[Point-per-instance localization data]
=-=-=-=-=

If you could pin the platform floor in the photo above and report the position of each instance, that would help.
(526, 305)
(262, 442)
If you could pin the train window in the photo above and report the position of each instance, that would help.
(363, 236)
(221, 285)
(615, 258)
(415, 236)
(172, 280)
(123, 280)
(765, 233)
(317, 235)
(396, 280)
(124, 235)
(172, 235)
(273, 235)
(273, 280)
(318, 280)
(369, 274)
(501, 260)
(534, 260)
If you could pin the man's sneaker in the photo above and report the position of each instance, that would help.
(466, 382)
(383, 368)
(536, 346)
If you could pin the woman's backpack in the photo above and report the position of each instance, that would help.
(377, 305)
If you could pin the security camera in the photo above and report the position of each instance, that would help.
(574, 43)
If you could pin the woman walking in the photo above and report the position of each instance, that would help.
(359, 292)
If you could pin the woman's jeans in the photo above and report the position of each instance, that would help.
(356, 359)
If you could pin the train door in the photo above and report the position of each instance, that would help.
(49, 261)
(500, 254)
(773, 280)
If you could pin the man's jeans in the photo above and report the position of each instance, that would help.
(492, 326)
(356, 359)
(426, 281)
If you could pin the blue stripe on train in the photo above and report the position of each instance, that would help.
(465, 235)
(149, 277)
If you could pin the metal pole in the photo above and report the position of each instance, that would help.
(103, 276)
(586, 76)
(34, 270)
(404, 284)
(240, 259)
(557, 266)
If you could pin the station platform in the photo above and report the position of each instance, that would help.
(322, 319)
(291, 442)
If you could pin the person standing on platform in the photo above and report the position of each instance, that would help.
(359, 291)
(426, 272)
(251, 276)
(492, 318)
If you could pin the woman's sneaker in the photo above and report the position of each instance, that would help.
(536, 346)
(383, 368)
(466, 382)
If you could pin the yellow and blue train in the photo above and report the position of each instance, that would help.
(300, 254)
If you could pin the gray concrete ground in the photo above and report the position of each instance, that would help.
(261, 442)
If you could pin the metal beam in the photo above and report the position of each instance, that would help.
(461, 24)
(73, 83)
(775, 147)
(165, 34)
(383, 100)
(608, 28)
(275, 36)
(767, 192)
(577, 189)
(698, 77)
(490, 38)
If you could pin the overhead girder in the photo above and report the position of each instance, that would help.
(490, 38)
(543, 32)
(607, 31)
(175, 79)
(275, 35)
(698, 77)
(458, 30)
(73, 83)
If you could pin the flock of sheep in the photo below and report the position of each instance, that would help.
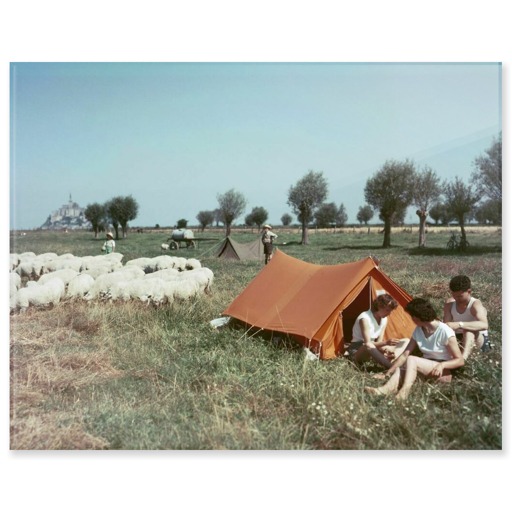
(46, 279)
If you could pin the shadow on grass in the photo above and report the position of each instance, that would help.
(360, 247)
(439, 251)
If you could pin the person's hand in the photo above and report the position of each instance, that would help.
(437, 371)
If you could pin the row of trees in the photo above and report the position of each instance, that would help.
(391, 191)
(115, 212)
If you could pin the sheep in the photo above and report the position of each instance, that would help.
(14, 280)
(62, 262)
(105, 281)
(165, 274)
(30, 267)
(37, 294)
(79, 285)
(145, 290)
(66, 274)
(14, 261)
(145, 264)
(192, 263)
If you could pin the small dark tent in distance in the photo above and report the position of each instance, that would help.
(318, 304)
(231, 249)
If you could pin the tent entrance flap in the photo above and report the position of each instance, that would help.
(317, 304)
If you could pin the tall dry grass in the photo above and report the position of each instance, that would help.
(127, 376)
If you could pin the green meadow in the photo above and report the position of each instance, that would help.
(125, 376)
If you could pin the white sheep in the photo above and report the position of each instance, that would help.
(145, 290)
(79, 286)
(66, 274)
(14, 261)
(37, 294)
(146, 264)
(192, 263)
(105, 281)
(30, 267)
(61, 263)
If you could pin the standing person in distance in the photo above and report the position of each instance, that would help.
(268, 238)
(109, 245)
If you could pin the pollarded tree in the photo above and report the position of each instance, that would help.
(286, 219)
(426, 192)
(488, 212)
(461, 200)
(325, 215)
(231, 205)
(121, 210)
(258, 216)
(309, 192)
(439, 213)
(487, 177)
(95, 213)
(341, 215)
(390, 190)
(205, 218)
(365, 214)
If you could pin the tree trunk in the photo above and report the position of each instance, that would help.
(462, 233)
(305, 234)
(422, 214)
(387, 232)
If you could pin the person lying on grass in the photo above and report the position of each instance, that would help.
(438, 344)
(368, 334)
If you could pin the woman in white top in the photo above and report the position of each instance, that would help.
(467, 316)
(437, 342)
(368, 334)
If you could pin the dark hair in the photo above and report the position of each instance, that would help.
(421, 309)
(460, 283)
(384, 301)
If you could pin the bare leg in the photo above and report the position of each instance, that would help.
(424, 366)
(390, 387)
(468, 342)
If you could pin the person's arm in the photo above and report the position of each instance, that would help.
(447, 311)
(456, 362)
(370, 345)
(479, 324)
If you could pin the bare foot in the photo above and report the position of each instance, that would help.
(374, 391)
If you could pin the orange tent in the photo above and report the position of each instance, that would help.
(318, 304)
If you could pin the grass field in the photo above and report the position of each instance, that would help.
(131, 377)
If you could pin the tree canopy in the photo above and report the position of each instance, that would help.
(365, 214)
(425, 193)
(96, 214)
(309, 192)
(390, 190)
(231, 205)
(121, 210)
(460, 202)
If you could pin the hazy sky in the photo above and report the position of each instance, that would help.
(176, 135)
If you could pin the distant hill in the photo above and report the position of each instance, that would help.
(68, 216)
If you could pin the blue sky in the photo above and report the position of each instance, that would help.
(176, 135)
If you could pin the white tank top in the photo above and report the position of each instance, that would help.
(465, 316)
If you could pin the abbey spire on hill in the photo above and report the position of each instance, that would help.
(68, 216)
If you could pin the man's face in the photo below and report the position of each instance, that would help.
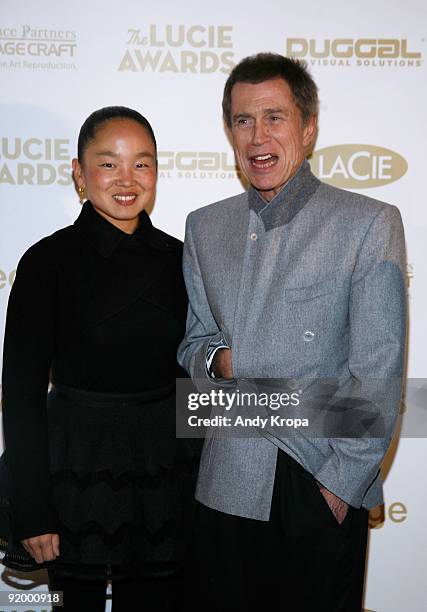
(269, 138)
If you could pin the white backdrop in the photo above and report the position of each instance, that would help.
(60, 60)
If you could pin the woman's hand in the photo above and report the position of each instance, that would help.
(42, 548)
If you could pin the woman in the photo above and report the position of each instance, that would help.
(100, 486)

=-=-=-=-=

What the task requires
Your copy should match the entries exactly, minus the pictures.

Output of the task
If you could pin the platform floor in the photo above and report the position of each instance, that would help.
(526, 305)
(262, 442)
If you could pin the train window in the photo above and report the position of each instance, that would help.
(363, 236)
(221, 285)
(615, 258)
(415, 236)
(172, 280)
(123, 280)
(765, 233)
(317, 235)
(396, 280)
(124, 235)
(172, 235)
(273, 235)
(273, 280)
(318, 280)
(369, 274)
(501, 260)
(534, 260)
If you could pin the man's sneaker in the photo above and report the position of each instance, that would help.
(466, 382)
(383, 368)
(536, 346)
If you could pin the woman's backpack in the photo above and report the position of each instance, that would help.
(377, 305)
If you could pin the security camera in the photo above and report the position of each instance, that would help.
(574, 43)
If you could pin the woman walking in the photo above and report the position of each instance, that would help.
(359, 292)
If you could pin the woman's jeans in the photo above and report the position of each instance, that would help.
(356, 359)
If you could pin the train door in the photo above and report the position of each instance, that would help.
(49, 261)
(500, 254)
(773, 280)
If you could pin the man's jeans in the photo above and report the position of each instance, that would help.
(492, 326)
(356, 359)
(426, 281)
If you could pin the blue stripe on train in the photo above and report the position of each instance, that would help.
(465, 235)
(149, 277)
If you could pin the metal pole in the photo above and report the position of each instance, that would help.
(103, 276)
(586, 76)
(34, 270)
(404, 284)
(240, 259)
(557, 266)
If you could pin the station platform in the photo above and report the position of each instance, that would help.
(322, 319)
(291, 442)
If you could pin the person standing on platform in the photo above and report the position of each instance, that would help.
(359, 291)
(426, 272)
(251, 276)
(492, 318)
If you could pin the woman's sneaker in the photo above and report the position of each instance, that would help.
(536, 346)
(383, 368)
(466, 382)
If you could pin the yellow and blue train in the photo above and report the position of each instance, that would help.
(300, 254)
If you could pin the gray concrete ground in the photo above and report the position of each instance, that would help.
(261, 442)
If you could pin the metal beam in the photo above and report the position of each instance, that would help.
(461, 24)
(73, 83)
(775, 147)
(165, 34)
(383, 100)
(608, 28)
(275, 36)
(767, 192)
(577, 189)
(698, 77)
(490, 38)
If you could pin the overhead girder in the photo above and report the position of each instance, that would help.
(490, 38)
(543, 32)
(607, 31)
(175, 79)
(275, 35)
(698, 77)
(458, 30)
(73, 83)
If you could pin the flock of sheep in the photo below and report the position of each instance, that would help.
(46, 279)
If you could pin the shadow on grass in the photo above and report the position of each instance, that would help.
(360, 247)
(439, 251)
If you could pin the person's hand in the photo above and report the position of each instance, that would help.
(437, 371)
If you could pin the row of trees in the photo above and report the position of each instance, that would help.
(391, 191)
(115, 212)
If you could pin the sheep in the photo above and report the position of each instance, that would help.
(14, 280)
(62, 262)
(105, 281)
(165, 274)
(30, 267)
(37, 294)
(79, 285)
(145, 290)
(66, 274)
(14, 261)
(145, 264)
(192, 263)
If you could pin the small dark tent in distance in the photo above and report the position of each instance, that would help.
(318, 304)
(231, 249)
If you could pin the tent entrance flap in the photo above and report the position of each instance, that would help.
(317, 304)
If you could pin the tall dry grass in the photo above and report the position of each instance, that would help.
(127, 376)
If you could pin the green meadow in the photo above and report the position of each instance, that would help.
(125, 376)
If you could pin the white sheep in the photo above and report the position of each instance, that would help.
(145, 290)
(79, 286)
(66, 274)
(14, 261)
(37, 294)
(146, 264)
(192, 263)
(105, 281)
(30, 267)
(61, 263)
If you could pin the standing person in distance in the photo above and report the position of each instance, that would help.
(268, 238)
(109, 245)
If you could pin the pollarded tree in the photo above and report the position of each instance, that would help.
(286, 219)
(426, 192)
(488, 212)
(461, 200)
(325, 215)
(231, 205)
(121, 210)
(258, 216)
(309, 192)
(439, 213)
(487, 177)
(95, 213)
(341, 215)
(390, 190)
(205, 218)
(365, 214)
If you could pin the tree trunk in the photo above and report the position of each instance, that would help.
(462, 233)
(305, 234)
(422, 214)
(387, 232)
If you could pin the person lying on grass in the photo above and report the position of each instance, that would help.
(438, 344)
(368, 334)
If you could pin the woman in white top in the photo above and report the position of each instance, that would help.
(467, 316)
(437, 342)
(368, 334)
If you could pin the dark hair in the photo above and report the position of each instance, that would help.
(421, 309)
(460, 283)
(384, 301)
If you could pin the bare leg in the photo above and report the position of each instance, that would help.
(424, 366)
(390, 387)
(468, 342)
If you could pin the person's arm in the photo above and report the position of each instance, that would help.
(447, 311)
(456, 362)
(370, 345)
(479, 324)
If you could pin the bare foot in the photo above and report the position of each instance, that would help.
(374, 391)
If you could pin the orange tent in the photo above and report the position of each instance, that would help.
(318, 304)
If you could pin the grass field in the photo above and report the position of each instance, that would help.
(131, 377)
If you could pin the tree canopy in the photo above and report the position of each instance, that would help.
(365, 214)
(425, 193)
(96, 214)
(309, 192)
(390, 190)
(231, 205)
(121, 210)
(460, 202)
If you could pin the hazy sky in the photo above and report the position of each instance, that would help.
(176, 135)
If you could pin the distant hill in the photo above and report the position of each instance, that would help.
(68, 216)
If you could pin the blue sky in the photo above and report the position of each instance, that would help.
(176, 135)
If you could pin the white tank top in the photo above and report the position of each instance, that would help.
(465, 316)
If you could pin the abbey spire on hill in the photo above and report the position of each instance, that would help.
(68, 216)
If you could pin the man's face in the photo below and report the position of each instance, that would help.
(269, 138)
If you could pin the white backdrop in the photo above and report the position of each instance, that would help.
(60, 60)
If you could pin the woman's hand in the photo above and report the position of each instance, that would help.
(42, 548)
If you could pin the woman in the photo above and report the position of each instance, that would help.
(100, 486)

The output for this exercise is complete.